As was somewhat pointed out, you need to examine exactly where your bottleneck is and why you're using threading.
By moving to multiple threads, you do have a potential for increased performance. However, if you're updating the same DataTable with each thread, you're limited by the DataTable. Only one thread can write to the DataTable at one time (which you control with a lock), so you're still fundamentally processing in sequence.
On the other hand, most databases are designed for multiple connections, running on multiple threads, and have been highly tuned for that purpose. If you want to still use multiple threads: let each thread have its own connection to the database, and do its own processing.
Now, depending on the kind of processing going on, your bottleneck may be in opening and processing the file, and not in the database update.
One way to split things up:
- Put all the file names to be processed into a filename Queue.
- Create a thread (or threads) to pull an item off the filename Queue, open and parse and process the file, and push the results into a result Queue.
- Have another thread take the results from the result Queue, and insert them into the database.
These can run simultaneously... the database won't be updated until there's something to update, and will just wait in the meantime.

*WORK TO COMPLETE:*
Answer these questions about the threading answer above:
(a) How many threads can write to the DataTable at one time?
(b) If multiple threads are still used, what should each thread have?
(c) Where does a thread that pulls from the filename Queue push its results?

*DATA BLOCK:*
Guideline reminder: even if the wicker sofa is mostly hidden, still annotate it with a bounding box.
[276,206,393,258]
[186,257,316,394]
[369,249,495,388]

*SOLUTION:*
(a) Only one thread at a time.
(b) Its own connection to the database, so it can do its own processing.
(c) Into a result Queue.